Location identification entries
▬▬▬▬▬▬

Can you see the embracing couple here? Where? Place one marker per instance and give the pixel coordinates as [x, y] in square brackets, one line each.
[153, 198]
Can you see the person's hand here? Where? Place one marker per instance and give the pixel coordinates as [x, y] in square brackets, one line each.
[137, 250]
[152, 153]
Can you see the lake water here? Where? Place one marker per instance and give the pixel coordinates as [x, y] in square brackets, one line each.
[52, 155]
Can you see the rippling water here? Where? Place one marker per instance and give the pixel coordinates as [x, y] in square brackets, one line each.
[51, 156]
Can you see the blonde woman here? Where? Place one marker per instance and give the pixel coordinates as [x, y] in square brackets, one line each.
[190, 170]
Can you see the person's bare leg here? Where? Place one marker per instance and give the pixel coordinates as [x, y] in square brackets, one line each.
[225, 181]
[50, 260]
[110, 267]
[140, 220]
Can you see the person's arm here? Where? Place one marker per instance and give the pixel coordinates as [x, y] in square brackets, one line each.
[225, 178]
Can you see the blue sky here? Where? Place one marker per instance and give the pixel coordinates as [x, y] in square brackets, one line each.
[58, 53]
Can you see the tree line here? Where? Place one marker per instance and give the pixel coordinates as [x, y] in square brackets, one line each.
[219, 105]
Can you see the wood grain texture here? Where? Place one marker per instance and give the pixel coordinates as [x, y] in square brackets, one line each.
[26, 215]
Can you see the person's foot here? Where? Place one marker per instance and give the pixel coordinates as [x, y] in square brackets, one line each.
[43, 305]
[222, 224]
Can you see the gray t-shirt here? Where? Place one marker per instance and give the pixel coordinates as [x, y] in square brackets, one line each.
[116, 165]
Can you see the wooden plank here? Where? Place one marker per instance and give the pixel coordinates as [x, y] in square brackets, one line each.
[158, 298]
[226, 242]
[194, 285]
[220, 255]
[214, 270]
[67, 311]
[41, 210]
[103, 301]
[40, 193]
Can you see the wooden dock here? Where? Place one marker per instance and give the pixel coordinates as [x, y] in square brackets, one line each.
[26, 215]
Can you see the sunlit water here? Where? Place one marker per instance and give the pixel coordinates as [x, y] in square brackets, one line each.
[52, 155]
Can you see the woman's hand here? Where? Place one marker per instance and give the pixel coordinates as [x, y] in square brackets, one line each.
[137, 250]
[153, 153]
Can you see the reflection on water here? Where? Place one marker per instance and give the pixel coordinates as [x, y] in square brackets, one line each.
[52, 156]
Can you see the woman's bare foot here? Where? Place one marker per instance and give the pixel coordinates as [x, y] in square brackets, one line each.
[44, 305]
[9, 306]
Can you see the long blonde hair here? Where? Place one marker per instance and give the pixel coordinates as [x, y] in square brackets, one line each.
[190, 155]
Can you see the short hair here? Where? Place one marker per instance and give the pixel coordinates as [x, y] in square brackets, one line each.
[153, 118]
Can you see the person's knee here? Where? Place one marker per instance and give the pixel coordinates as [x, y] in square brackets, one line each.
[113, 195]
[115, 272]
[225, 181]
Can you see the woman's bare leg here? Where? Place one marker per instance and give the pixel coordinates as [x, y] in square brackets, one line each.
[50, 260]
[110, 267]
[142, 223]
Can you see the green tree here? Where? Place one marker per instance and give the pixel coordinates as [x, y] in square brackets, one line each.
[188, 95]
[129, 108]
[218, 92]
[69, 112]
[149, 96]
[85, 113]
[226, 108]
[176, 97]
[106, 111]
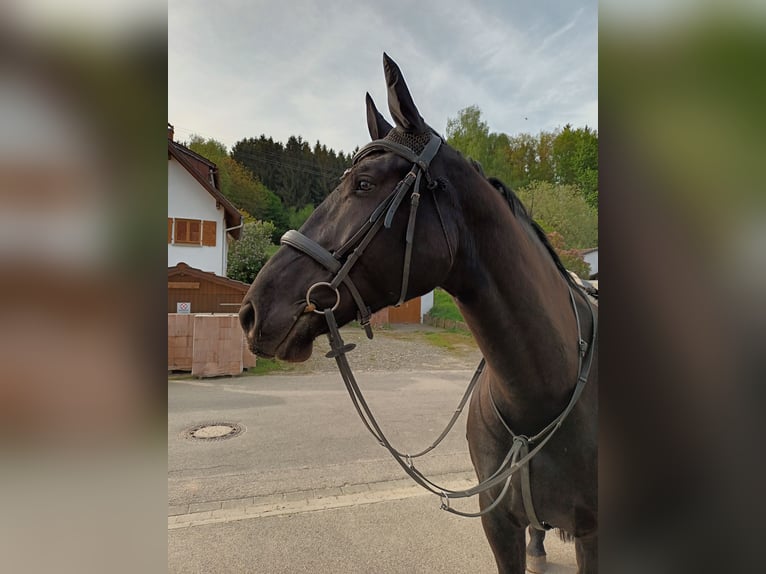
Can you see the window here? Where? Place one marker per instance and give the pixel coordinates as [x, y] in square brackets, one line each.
[194, 232]
[188, 231]
[208, 233]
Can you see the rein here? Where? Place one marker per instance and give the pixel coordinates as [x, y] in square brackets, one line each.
[519, 455]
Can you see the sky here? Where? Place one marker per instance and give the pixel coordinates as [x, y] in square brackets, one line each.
[242, 68]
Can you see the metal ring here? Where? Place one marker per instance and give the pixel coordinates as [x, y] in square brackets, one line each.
[323, 284]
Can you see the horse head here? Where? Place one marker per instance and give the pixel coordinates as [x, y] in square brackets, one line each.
[361, 231]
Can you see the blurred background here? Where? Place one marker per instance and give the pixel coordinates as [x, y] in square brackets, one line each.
[683, 237]
[82, 191]
[683, 240]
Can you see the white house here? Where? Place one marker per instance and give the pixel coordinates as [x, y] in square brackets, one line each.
[199, 217]
[591, 258]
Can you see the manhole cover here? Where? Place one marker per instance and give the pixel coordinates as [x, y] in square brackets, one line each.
[214, 431]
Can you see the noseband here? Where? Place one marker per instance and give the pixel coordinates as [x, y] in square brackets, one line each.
[340, 262]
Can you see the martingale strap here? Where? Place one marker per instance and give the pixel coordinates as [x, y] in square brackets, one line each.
[518, 456]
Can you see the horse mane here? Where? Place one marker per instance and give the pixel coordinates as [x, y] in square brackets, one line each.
[518, 209]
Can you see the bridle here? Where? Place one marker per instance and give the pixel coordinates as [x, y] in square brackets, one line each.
[340, 263]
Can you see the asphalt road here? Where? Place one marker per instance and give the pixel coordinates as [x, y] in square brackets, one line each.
[305, 488]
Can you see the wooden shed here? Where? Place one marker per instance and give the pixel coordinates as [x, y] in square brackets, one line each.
[202, 292]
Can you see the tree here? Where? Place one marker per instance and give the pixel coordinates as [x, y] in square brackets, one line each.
[563, 209]
[237, 183]
[571, 258]
[249, 254]
[575, 156]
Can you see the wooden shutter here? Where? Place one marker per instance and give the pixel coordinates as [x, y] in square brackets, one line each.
[195, 231]
[208, 233]
[182, 231]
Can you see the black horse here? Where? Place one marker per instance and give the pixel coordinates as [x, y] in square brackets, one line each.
[412, 214]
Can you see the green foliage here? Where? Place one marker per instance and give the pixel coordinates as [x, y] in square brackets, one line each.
[563, 209]
[298, 217]
[576, 158]
[237, 183]
[571, 258]
[444, 306]
[297, 173]
[249, 254]
[565, 156]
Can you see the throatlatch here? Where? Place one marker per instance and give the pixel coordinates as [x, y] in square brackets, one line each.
[340, 264]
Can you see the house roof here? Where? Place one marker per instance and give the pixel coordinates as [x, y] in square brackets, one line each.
[184, 269]
[202, 169]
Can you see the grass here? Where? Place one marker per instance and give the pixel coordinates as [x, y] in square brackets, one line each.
[268, 366]
[450, 339]
[444, 306]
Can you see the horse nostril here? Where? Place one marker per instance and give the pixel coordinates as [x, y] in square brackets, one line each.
[247, 316]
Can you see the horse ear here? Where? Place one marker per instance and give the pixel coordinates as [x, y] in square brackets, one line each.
[376, 123]
[400, 102]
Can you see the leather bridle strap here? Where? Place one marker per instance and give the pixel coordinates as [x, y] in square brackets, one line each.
[334, 262]
[519, 455]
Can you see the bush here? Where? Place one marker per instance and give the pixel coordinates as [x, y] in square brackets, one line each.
[250, 253]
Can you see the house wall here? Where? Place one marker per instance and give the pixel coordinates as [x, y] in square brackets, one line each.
[426, 302]
[204, 296]
[188, 199]
[591, 259]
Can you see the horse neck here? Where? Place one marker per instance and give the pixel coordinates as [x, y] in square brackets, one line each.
[517, 305]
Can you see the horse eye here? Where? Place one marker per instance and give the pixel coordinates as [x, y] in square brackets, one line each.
[364, 186]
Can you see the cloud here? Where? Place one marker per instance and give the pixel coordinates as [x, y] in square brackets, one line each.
[302, 68]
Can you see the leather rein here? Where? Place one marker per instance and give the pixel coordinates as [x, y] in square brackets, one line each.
[340, 263]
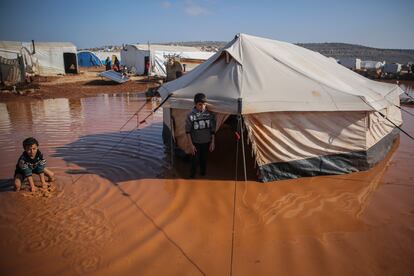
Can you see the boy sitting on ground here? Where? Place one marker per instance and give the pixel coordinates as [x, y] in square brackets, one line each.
[31, 161]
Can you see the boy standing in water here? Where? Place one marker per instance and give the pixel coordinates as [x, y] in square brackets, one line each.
[31, 161]
[200, 128]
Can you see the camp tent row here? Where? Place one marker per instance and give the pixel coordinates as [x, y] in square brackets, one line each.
[137, 55]
[43, 58]
[102, 55]
[305, 114]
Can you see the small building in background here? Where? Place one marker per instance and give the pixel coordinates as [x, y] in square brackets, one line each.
[43, 58]
[151, 59]
[351, 63]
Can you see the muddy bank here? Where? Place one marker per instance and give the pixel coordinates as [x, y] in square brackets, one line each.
[119, 208]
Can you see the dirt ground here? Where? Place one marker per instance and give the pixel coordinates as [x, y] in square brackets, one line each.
[87, 83]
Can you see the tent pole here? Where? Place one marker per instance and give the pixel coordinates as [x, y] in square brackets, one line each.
[171, 139]
[243, 153]
[240, 121]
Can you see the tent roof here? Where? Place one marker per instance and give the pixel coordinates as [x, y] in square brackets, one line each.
[269, 75]
[167, 48]
[17, 45]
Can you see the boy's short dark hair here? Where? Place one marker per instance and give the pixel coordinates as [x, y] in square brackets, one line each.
[200, 98]
[30, 141]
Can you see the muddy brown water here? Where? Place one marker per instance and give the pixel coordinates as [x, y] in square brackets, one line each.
[120, 209]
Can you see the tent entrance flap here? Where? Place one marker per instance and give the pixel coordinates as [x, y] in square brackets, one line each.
[69, 60]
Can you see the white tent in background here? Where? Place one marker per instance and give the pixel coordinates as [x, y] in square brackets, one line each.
[371, 65]
[45, 58]
[304, 114]
[136, 55]
[351, 63]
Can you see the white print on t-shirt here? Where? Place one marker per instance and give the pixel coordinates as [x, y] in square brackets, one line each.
[201, 124]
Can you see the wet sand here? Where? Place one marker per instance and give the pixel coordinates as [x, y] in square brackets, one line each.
[118, 208]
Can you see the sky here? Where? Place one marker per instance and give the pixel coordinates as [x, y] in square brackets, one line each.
[92, 23]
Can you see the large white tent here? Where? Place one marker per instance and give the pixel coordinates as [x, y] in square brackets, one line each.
[44, 58]
[135, 55]
[304, 114]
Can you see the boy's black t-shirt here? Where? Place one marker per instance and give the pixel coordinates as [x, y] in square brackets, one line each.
[27, 166]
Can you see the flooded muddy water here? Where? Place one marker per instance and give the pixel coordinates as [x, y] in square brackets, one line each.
[120, 208]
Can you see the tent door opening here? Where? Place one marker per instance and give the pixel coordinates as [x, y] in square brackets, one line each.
[70, 62]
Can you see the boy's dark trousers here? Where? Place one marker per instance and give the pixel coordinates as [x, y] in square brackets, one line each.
[200, 157]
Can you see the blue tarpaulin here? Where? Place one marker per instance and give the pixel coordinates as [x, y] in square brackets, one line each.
[88, 59]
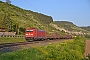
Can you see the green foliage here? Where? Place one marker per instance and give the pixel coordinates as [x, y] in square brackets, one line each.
[67, 50]
[16, 19]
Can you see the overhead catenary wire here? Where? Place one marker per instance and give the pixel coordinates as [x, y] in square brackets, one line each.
[31, 5]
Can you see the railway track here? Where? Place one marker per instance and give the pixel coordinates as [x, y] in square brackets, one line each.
[9, 47]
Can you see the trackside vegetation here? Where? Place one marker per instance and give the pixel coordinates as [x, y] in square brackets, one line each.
[11, 40]
[67, 50]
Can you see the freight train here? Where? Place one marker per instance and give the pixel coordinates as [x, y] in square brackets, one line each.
[32, 34]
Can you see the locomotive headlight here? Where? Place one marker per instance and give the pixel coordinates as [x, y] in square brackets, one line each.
[26, 34]
[31, 34]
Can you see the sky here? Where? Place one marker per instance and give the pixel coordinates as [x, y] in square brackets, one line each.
[75, 11]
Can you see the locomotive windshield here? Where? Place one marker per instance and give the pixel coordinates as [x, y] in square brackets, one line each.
[29, 30]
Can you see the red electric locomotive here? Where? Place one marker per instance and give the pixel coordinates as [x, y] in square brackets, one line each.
[35, 34]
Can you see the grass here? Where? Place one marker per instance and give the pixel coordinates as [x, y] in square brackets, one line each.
[11, 40]
[67, 50]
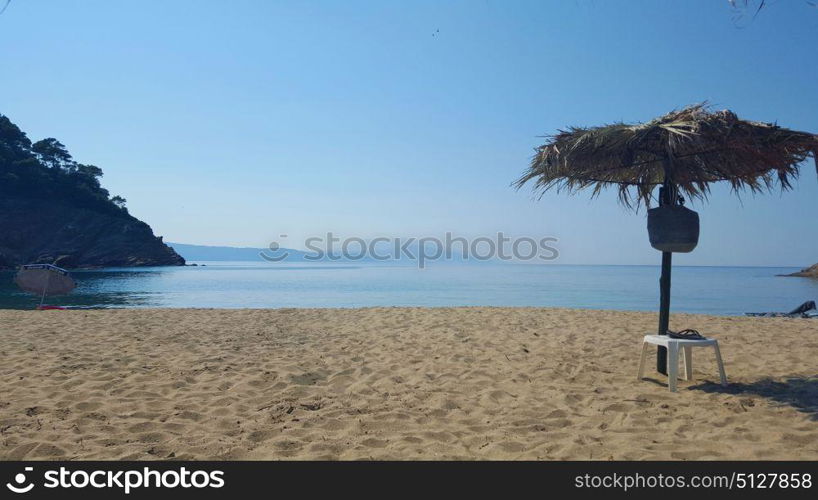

▬▬▬▬▬▬

Goal
Gather every line above that contains the string "dark". Case counts.

Answer to this problem
Can you see the boy's short dark hair here? Where? Place one marker per instance and give the pixel coordinates as [x, y] in square brackets, one line each.
Can you see the boy's dark trousers here? Where? Place one marker per instance and give the pixel coordinates as [x, y] in square brackets, one line each.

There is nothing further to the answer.